■ Goal of the exercise
Any picture in the entries is to be skipped, while everything else is transcribed word for word.

■ Exercise material
#####
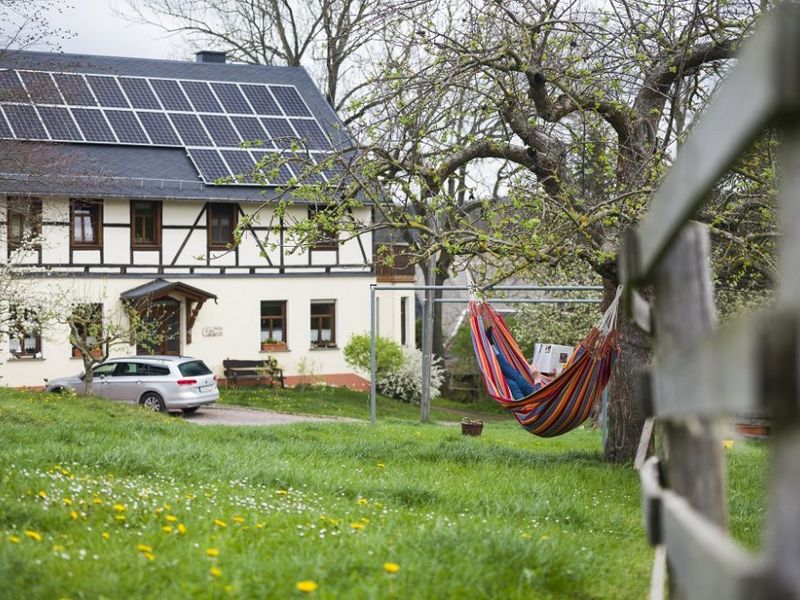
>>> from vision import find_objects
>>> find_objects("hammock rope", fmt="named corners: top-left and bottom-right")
top-left (469, 287), bottom-right (621, 437)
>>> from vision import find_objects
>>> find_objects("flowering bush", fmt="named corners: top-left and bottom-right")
top-left (377, 347), bottom-right (444, 404)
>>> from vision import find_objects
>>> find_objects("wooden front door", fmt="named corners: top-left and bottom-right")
top-left (138, 298), bottom-right (181, 356)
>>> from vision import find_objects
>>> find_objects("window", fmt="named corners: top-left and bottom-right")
top-left (208, 203), bottom-right (237, 249)
top-left (310, 301), bottom-right (336, 348)
top-left (70, 303), bottom-right (103, 358)
top-left (131, 201), bottom-right (161, 248)
top-left (260, 301), bottom-right (287, 346)
top-left (307, 207), bottom-right (338, 250)
top-left (7, 197), bottom-right (42, 254)
top-left (91, 363), bottom-right (116, 377)
top-left (401, 297), bottom-right (408, 346)
top-left (112, 362), bottom-right (170, 376)
top-left (71, 199), bottom-right (103, 248)
top-left (8, 306), bottom-right (41, 358)
top-left (178, 360), bottom-right (212, 376)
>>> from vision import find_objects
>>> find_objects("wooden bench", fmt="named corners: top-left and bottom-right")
top-left (223, 358), bottom-right (285, 388)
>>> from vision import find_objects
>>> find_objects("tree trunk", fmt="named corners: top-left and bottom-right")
top-left (602, 276), bottom-right (652, 462)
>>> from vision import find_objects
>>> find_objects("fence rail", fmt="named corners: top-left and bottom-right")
top-left (620, 2), bottom-right (800, 598)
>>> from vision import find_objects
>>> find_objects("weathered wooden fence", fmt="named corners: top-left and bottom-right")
top-left (620, 3), bottom-right (800, 598)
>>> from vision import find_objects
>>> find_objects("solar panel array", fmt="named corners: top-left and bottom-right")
top-left (0, 68), bottom-right (339, 186)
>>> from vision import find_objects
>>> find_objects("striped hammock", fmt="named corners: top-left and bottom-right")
top-left (469, 288), bottom-right (621, 437)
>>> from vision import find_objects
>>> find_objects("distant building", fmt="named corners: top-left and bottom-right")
top-left (0, 50), bottom-right (414, 388)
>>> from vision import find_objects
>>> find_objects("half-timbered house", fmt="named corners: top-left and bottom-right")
top-left (0, 50), bottom-right (414, 388)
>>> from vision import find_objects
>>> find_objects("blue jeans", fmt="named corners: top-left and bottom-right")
top-left (494, 348), bottom-right (539, 399)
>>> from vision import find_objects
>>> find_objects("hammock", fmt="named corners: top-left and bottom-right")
top-left (469, 288), bottom-right (621, 438)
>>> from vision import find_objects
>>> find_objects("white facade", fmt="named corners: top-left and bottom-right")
top-left (2, 196), bottom-right (415, 387)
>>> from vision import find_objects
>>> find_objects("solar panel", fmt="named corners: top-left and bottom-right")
top-left (180, 80), bottom-right (223, 113)
top-left (54, 73), bottom-right (96, 106)
top-left (211, 83), bottom-right (252, 114)
top-left (251, 150), bottom-right (293, 185)
top-left (221, 150), bottom-right (257, 184)
top-left (0, 107), bottom-right (14, 138)
top-left (200, 114), bottom-right (240, 147)
top-left (270, 85), bottom-right (311, 117)
top-left (240, 85), bottom-right (281, 115)
top-left (0, 70), bottom-right (27, 103)
top-left (231, 116), bottom-right (270, 148)
top-left (168, 113), bottom-right (211, 146)
top-left (105, 110), bottom-right (148, 144)
top-left (290, 119), bottom-right (331, 150)
top-left (261, 117), bottom-right (298, 149)
top-left (19, 71), bottom-right (62, 104)
top-left (3, 104), bottom-right (47, 139)
top-left (85, 75), bottom-right (129, 108)
top-left (187, 148), bottom-right (231, 183)
top-left (38, 106), bottom-right (82, 141)
top-left (72, 108), bottom-right (116, 142)
top-left (119, 77), bottom-right (161, 110)
top-left (286, 153), bottom-right (325, 184)
top-left (150, 79), bottom-right (192, 111)
top-left (137, 111), bottom-right (180, 146)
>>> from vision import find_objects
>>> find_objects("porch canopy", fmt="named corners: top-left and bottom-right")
top-left (120, 278), bottom-right (217, 344)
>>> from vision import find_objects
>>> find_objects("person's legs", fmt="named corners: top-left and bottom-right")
top-left (493, 348), bottom-right (536, 398)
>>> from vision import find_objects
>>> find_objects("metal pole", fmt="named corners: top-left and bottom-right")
top-left (434, 298), bottom-right (602, 304)
top-left (370, 285), bottom-right (604, 292)
top-left (369, 284), bottom-right (376, 427)
top-left (420, 255), bottom-right (435, 423)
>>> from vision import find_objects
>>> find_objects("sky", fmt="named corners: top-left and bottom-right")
top-left (41, 0), bottom-right (187, 61)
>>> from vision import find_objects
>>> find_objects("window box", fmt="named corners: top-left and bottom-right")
top-left (261, 341), bottom-right (288, 352)
top-left (311, 340), bottom-right (337, 349)
top-left (71, 347), bottom-right (103, 359)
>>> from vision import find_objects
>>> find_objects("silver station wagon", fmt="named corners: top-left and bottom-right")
top-left (45, 356), bottom-right (218, 414)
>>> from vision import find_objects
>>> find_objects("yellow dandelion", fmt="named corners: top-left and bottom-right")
top-left (214, 519), bottom-right (227, 529)
top-left (361, 517), bottom-right (370, 524)
top-left (162, 526), bottom-right (173, 534)
top-left (38, 490), bottom-right (47, 499)
top-left (276, 489), bottom-right (288, 496)
top-left (206, 548), bottom-right (220, 557)
top-left (137, 544), bottom-right (153, 553)
top-left (210, 566), bottom-right (222, 577)
top-left (350, 522), bottom-right (365, 530)
top-left (143, 551), bottom-right (155, 561)
top-left (113, 504), bottom-right (126, 513)
top-left (233, 515), bottom-right (244, 524)
top-left (256, 523), bottom-right (264, 529)
top-left (377, 462), bottom-right (385, 468)
top-left (165, 515), bottom-right (178, 522)
top-left (115, 515), bottom-right (126, 522)
top-left (8, 535), bottom-right (20, 544)
top-left (356, 498), bottom-right (368, 506)
top-left (92, 497), bottom-right (103, 505)
top-left (101, 532), bottom-right (110, 540)
top-left (63, 498), bottom-right (72, 506)
top-left (295, 580), bottom-right (318, 593)
top-left (52, 544), bottom-right (65, 552)
top-left (70, 511), bottom-right (79, 520)
top-left (723, 439), bottom-right (735, 449)
top-left (383, 562), bottom-right (400, 574)
top-left (24, 530), bottom-right (42, 542)
top-left (177, 523), bottom-right (187, 536)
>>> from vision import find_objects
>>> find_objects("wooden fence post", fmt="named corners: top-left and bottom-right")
top-left (652, 223), bottom-right (728, 597)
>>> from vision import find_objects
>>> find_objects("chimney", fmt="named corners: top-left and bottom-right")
top-left (195, 51), bottom-right (226, 64)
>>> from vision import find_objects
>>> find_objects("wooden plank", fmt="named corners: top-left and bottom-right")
top-left (640, 456), bottom-right (662, 545)
top-left (636, 5), bottom-right (800, 283)
top-left (635, 417), bottom-right (655, 470)
top-left (661, 489), bottom-right (766, 599)
top-left (649, 545), bottom-right (667, 600)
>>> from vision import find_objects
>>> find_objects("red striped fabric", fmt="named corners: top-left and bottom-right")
top-left (469, 300), bottom-right (619, 437)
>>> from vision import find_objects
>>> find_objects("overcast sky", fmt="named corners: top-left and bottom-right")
top-left (43, 0), bottom-right (188, 61)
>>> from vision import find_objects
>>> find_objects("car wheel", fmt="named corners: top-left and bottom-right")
#####
■ Result
>>> from vision import find_objects
>>> find_objects("hammock rope", fmt="named corners: top-left and bottom-right")
top-left (469, 287), bottom-right (621, 437)
>>> from vision import find_objects
>>> find_objects("flowering bush", fmt="named corners: top-left and bottom-right")
top-left (377, 347), bottom-right (444, 404)
>>> from vision import find_objects
>>> find_objects("wooden front door", fmt="named corners: top-left and bottom-right")
top-left (138, 298), bottom-right (181, 356)
>>> from vision import find_objects
>>> find_objects("window", fmt="named corners: top-left and bottom-right")
top-left (208, 203), bottom-right (237, 249)
top-left (310, 301), bottom-right (336, 348)
top-left (70, 303), bottom-right (103, 358)
top-left (131, 201), bottom-right (161, 248)
top-left (260, 301), bottom-right (287, 346)
top-left (307, 207), bottom-right (338, 250)
top-left (7, 197), bottom-right (42, 254)
top-left (91, 363), bottom-right (116, 377)
top-left (401, 297), bottom-right (408, 346)
top-left (112, 362), bottom-right (170, 376)
top-left (71, 199), bottom-right (103, 248)
top-left (8, 306), bottom-right (41, 358)
top-left (178, 360), bottom-right (212, 376)
>>> from vision import find_objects
>>> find_objects("wooden bench", fmt="named corners: top-left and bottom-right")
top-left (223, 358), bottom-right (285, 388)
>>> from vision import find_objects
>>> find_objects("tree trunk", fmt="named corners: top-left and bottom-right")
top-left (602, 276), bottom-right (652, 462)
>>> from vision import find_objects
>>> find_objects("fence rail", fmt="named corners: top-left and bottom-right")
top-left (620, 2), bottom-right (800, 598)
>>> from vision import find_objects
>>> find_objects("weathered wooden fence", fmt="named corners: top-left and bottom-right")
top-left (620, 3), bottom-right (800, 598)
>>> from vision import find_objects
>>> find_objects("solar panel array", fmt="named corners: top-left and bottom-right")
top-left (0, 68), bottom-right (339, 186)
>>> from vision import find_objects
>>> find_objects("striped hammock", fmt="named corners: top-left and bottom-right")
top-left (469, 288), bottom-right (621, 437)
>>> from vision import find_objects
>>> find_objects("distant building", fmt="named corners: top-left and bottom-right")
top-left (0, 50), bottom-right (414, 388)
>>> from vision import find_objects
>>> find_objects("half-timbered house", fmt="named corners: top-left and bottom-right")
top-left (0, 50), bottom-right (414, 388)
>>> from vision import find_objects
>>> find_objects("blue jeans", fmt="named corners: top-left and bottom-right")
top-left (494, 348), bottom-right (539, 399)
>>> from vision import find_objects
>>> find_objects("hammock", fmt="named corners: top-left and bottom-right")
top-left (469, 288), bottom-right (621, 438)
>>> from vision import find_objects
>>> find_objects("white facade", fmt="named corners: top-left and bottom-right")
top-left (2, 196), bottom-right (415, 387)
>>> from vision import find_objects
>>> find_objects("solar panel", fmt="named corners: top-left and bottom-right")
top-left (180, 80), bottom-right (223, 113)
top-left (54, 73), bottom-right (96, 106)
top-left (211, 83), bottom-right (252, 114)
top-left (251, 150), bottom-right (293, 185)
top-left (221, 150), bottom-right (257, 184)
top-left (0, 107), bottom-right (14, 138)
top-left (200, 114), bottom-right (240, 147)
top-left (270, 85), bottom-right (311, 117)
top-left (240, 85), bottom-right (281, 115)
top-left (0, 70), bottom-right (27, 103)
top-left (231, 116), bottom-right (270, 148)
top-left (168, 113), bottom-right (211, 146)
top-left (105, 110), bottom-right (148, 144)
top-left (290, 119), bottom-right (331, 150)
top-left (261, 117), bottom-right (298, 149)
top-left (19, 71), bottom-right (62, 104)
top-left (3, 104), bottom-right (47, 139)
top-left (85, 75), bottom-right (129, 108)
top-left (187, 148), bottom-right (231, 183)
top-left (38, 106), bottom-right (82, 141)
top-left (72, 108), bottom-right (116, 142)
top-left (119, 77), bottom-right (161, 110)
top-left (286, 153), bottom-right (325, 184)
top-left (150, 79), bottom-right (192, 111)
top-left (137, 111), bottom-right (180, 146)
>>> from vision import find_objects
>>> find_objects("porch canopy", fmt="named corners: top-left and bottom-right")
top-left (120, 278), bottom-right (217, 344)
>>> from vision import find_objects
>>> find_objects("person's legs", fmt="named corners: top-left and bottom-right")
top-left (493, 348), bottom-right (536, 398)
>>> from vision import find_objects
>>> find_objects("metal pole", fmt="named corners: top-left and bottom-right")
top-left (434, 298), bottom-right (602, 304)
top-left (370, 285), bottom-right (604, 292)
top-left (369, 284), bottom-right (376, 427)
top-left (420, 255), bottom-right (435, 423)
>>> from vision import find_objects
>>> find_objects("sky", fmt="named corners: top-left and bottom-right")
top-left (41, 0), bottom-right (187, 61)
>>> from vision import find_objects
>>> find_objects("window box", fmt="named corners: top-left and bottom-right")
top-left (261, 341), bottom-right (288, 352)
top-left (311, 340), bottom-right (337, 349)
top-left (71, 347), bottom-right (103, 359)
>>> from vision import find_objects
>>> find_objects("silver station wagon", fmt="named corners: top-left and bottom-right")
top-left (45, 356), bottom-right (218, 414)
>>> from vision import find_objects
>>> find_objects("yellow dandelion", fmt="named corners: top-left and bottom-right")
top-left (214, 519), bottom-right (227, 529)
top-left (361, 517), bottom-right (370, 524)
top-left (162, 526), bottom-right (173, 534)
top-left (38, 490), bottom-right (47, 499)
top-left (276, 489), bottom-right (288, 496)
top-left (206, 548), bottom-right (220, 557)
top-left (137, 544), bottom-right (153, 553)
top-left (210, 566), bottom-right (222, 577)
top-left (350, 522), bottom-right (365, 530)
top-left (143, 551), bottom-right (155, 561)
top-left (113, 504), bottom-right (126, 513)
top-left (233, 515), bottom-right (244, 524)
top-left (256, 523), bottom-right (264, 529)
top-left (377, 462), bottom-right (385, 468)
top-left (165, 515), bottom-right (178, 522)
top-left (115, 515), bottom-right (126, 522)
top-left (8, 535), bottom-right (20, 544)
top-left (356, 498), bottom-right (368, 506)
top-left (92, 497), bottom-right (103, 505)
top-left (101, 532), bottom-right (110, 540)
top-left (63, 498), bottom-right (72, 506)
top-left (295, 580), bottom-right (318, 593)
top-left (52, 544), bottom-right (65, 552)
top-left (70, 511), bottom-right (79, 520)
top-left (723, 439), bottom-right (735, 449)
top-left (383, 562), bottom-right (400, 574)
top-left (24, 530), bottom-right (42, 542)
top-left (177, 523), bottom-right (187, 536)
>>> from vision import find_objects
>>> find_objects("wooden fence post", fmt="named corners: top-left and bottom-right")
top-left (652, 223), bottom-right (728, 597)
>>> from vision import find_objects
>>> find_objects("chimney", fmt="named corners: top-left and bottom-right")
top-left (195, 51), bottom-right (226, 64)
>>> from vision import find_objects
>>> find_objects("wooden plank", fmt="named corners: top-left and bottom-right")
top-left (640, 456), bottom-right (662, 545)
top-left (636, 5), bottom-right (800, 283)
top-left (635, 417), bottom-right (655, 470)
top-left (661, 489), bottom-right (766, 599)
top-left (649, 545), bottom-right (667, 600)
>>> from vision import find_objects
>>> find_objects("red striped fabric", fmt="named corners: top-left and bottom-right")
top-left (469, 300), bottom-right (619, 437)
>>> from vision import find_objects
>>> find_objects("overcast sky", fmt="named corners: top-left and bottom-right")
top-left (43, 0), bottom-right (188, 61)
>>> from vision import find_objects
>>> find_objects("car wheel", fmt="named corners: top-left and bottom-right")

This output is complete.